提示文 —
::::::::::
彼女達の暮らしていた頃の5階の部屋は、昭和の途中で時間が止まってしまった印象で、その部屋を見た友人達は時空が歪んでいると言った。かつては人がたくさん出入りしていた賑やかな家だったけど、一家の中心だったお父さんが亡くなって、周りも皆高齢化が進み、人の出入りが少なくなった頃、姉妹二人はもう時間を止めたのだと思う。具体的に言えば、世の中との関わりを断ったのだろう。僕とチョビの登場で、久しぶりに時間は動き出したが、正確な時間は掴めずに時空は歪んだままだった。認知症とパーキンソン症候群で施設に入っていた妹が亡くなった後、姉も骨折した末に全く歩けなくなり施設に入った。とうとう、5階の部屋は誰も暮らす人がいなくなってしまった。7年の間、その5階と自分が暮らした2階の部屋を行き来し、在宅介護もあり大変な事もたくさんあった。何年かの間は、家から離れる事が出来ない時間が続いていた。勿論楽しい記憶ばかりではない。知らない者同士が、急に家族になるのだから、当然に諍いだって起きた。この部屋をリノベーションして住めば、広くて陽当たりも良いと皆は簡単に言うけれど、僕にとっては頭や心から離れない記憶や残像がたくさんある、それが晴れない限りは…と思っていた。
::::::::::
データ抜粋 —
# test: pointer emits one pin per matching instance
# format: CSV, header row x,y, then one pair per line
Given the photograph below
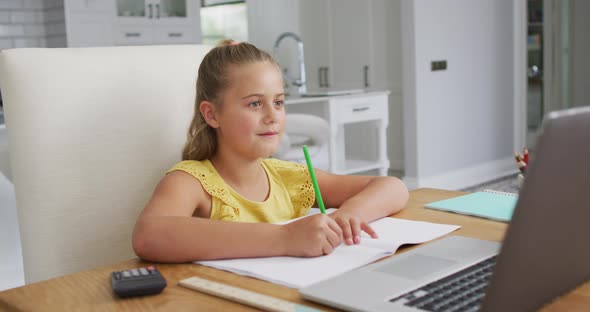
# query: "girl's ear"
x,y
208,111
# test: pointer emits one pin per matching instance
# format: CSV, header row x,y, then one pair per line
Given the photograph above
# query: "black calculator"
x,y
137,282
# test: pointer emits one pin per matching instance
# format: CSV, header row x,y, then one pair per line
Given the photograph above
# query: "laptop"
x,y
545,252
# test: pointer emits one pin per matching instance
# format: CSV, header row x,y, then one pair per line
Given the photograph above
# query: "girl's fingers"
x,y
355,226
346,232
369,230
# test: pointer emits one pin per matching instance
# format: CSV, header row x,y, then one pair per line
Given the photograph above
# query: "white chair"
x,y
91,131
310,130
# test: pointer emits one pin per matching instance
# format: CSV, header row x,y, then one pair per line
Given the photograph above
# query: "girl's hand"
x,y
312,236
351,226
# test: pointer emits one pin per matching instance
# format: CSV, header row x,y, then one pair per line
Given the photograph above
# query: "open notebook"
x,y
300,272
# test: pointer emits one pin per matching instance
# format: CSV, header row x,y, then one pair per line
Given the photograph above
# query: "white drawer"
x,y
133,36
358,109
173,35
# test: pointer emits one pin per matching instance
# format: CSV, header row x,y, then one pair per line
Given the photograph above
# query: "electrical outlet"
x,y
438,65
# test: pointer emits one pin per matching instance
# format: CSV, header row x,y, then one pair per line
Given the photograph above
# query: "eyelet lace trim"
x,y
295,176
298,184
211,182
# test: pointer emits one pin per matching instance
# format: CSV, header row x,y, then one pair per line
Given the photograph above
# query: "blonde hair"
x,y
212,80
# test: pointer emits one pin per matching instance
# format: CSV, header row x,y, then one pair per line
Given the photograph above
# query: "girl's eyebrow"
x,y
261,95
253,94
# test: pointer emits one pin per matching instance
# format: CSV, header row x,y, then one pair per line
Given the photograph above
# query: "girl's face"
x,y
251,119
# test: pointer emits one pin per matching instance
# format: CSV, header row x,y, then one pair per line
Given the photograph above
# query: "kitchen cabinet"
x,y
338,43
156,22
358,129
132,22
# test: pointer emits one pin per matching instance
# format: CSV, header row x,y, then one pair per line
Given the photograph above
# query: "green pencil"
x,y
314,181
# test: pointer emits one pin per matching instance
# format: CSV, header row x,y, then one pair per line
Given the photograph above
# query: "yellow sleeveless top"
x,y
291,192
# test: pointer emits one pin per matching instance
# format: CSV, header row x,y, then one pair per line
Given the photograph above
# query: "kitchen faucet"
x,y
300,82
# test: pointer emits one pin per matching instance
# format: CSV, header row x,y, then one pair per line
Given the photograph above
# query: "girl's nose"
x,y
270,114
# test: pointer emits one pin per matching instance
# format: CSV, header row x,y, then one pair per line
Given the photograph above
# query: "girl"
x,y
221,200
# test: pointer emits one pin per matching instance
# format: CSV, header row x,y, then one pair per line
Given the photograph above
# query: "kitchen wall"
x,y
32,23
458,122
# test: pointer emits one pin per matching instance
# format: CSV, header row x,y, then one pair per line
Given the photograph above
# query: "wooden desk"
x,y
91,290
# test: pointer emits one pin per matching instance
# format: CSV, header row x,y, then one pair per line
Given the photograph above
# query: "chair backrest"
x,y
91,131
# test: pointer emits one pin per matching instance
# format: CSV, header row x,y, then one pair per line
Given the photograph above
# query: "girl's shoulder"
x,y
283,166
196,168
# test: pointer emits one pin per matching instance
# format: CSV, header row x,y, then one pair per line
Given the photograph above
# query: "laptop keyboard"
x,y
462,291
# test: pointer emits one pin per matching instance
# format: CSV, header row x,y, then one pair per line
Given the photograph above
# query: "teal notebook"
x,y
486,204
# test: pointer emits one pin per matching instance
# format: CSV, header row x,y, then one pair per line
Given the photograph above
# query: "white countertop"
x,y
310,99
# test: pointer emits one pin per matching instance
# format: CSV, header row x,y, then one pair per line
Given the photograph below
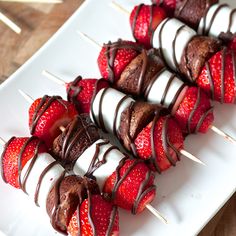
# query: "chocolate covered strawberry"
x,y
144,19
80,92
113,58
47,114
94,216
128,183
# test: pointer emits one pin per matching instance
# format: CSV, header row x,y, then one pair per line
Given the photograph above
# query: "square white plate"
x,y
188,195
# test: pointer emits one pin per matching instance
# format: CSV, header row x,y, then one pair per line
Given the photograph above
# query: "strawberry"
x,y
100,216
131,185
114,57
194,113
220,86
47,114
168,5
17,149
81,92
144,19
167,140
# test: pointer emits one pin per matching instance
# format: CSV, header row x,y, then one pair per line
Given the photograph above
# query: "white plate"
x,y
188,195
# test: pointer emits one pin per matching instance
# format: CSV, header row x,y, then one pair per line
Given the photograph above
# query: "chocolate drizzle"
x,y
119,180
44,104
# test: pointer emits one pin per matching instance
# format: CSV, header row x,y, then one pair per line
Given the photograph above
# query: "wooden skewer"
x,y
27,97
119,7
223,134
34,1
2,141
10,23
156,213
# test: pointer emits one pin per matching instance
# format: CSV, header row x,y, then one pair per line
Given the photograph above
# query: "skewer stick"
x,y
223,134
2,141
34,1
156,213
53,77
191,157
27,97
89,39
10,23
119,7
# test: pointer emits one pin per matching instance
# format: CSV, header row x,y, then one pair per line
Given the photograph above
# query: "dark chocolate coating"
::::::::::
取り組む課題 —
1) 提示文のうち、「彼女達の暮らしていた頃の5階」から始まり「れない限りは…と思っていた。」で終わる部分を書き写してください。
2) 提示文について、次の問いに答えてください。
(a) 妹は何のために施設に入っていましたか。
(b) 語り手自身が暮らしていたのは何階の部屋ですか。
(c) 語り手が二つの部屋を行き来していた期間はどれくらいですか。
データ抜粋の項目は、提示文の内容とは関係がありません。

課題ごとの結果 —
1)
彼女達の暮らしていた頃の5階の部屋は、昭和の途中で時間が止まってしまった印象で、その部屋を見た友人達は時空が歪んでいると言った。かつては人がたくさん出入りしていた賑やかな家だったけど、一家の中心だったお父さんが亡くなって、周りも皆高齢化が進み、人の出入りが少なくなった頃、姉妹二人はもう時間を止めたのだと思う。具体的に言えば、世の中との関わりを断ったのだろう。僕とチョビの登場で、久しぶりに時間は動き出したが、正確な時間は掴めずに時空は歪んだままだった。認知症とパーキンソン症候群で施設に入っていた妹が亡くなった後、姉も骨折した末に全く歩けなくなり施設に入った。とうとう、5階の部屋は誰も暮らす人がいなくなってしまった。7年の間、その5階と自分が暮らした2階の部屋を行き来し、在宅介護もあり大変な事もたくさんあった。何年かの間は、家から離れる事が出来ない時間が続いていた。勿論楽しい記憶ばかりではない。知らない者同士が、急に家族になるのだから、当然に諍いだって起きた。この部屋をリノベーションして住めば、広くて陽当たりも良いと皆は簡単に言うけれど、僕にとっては頭や心から離れない記憶や残像がたくさんある、それが晴れない限りは…と思っていた。

2)
(a) 妹は認知症とパーキンソン症候群のために施設に入っていました。
(b) 語り手自身が暮らしていたのは2階の部屋です。
(c) 語り手が二つの部屋を行き来していた期間は7年です。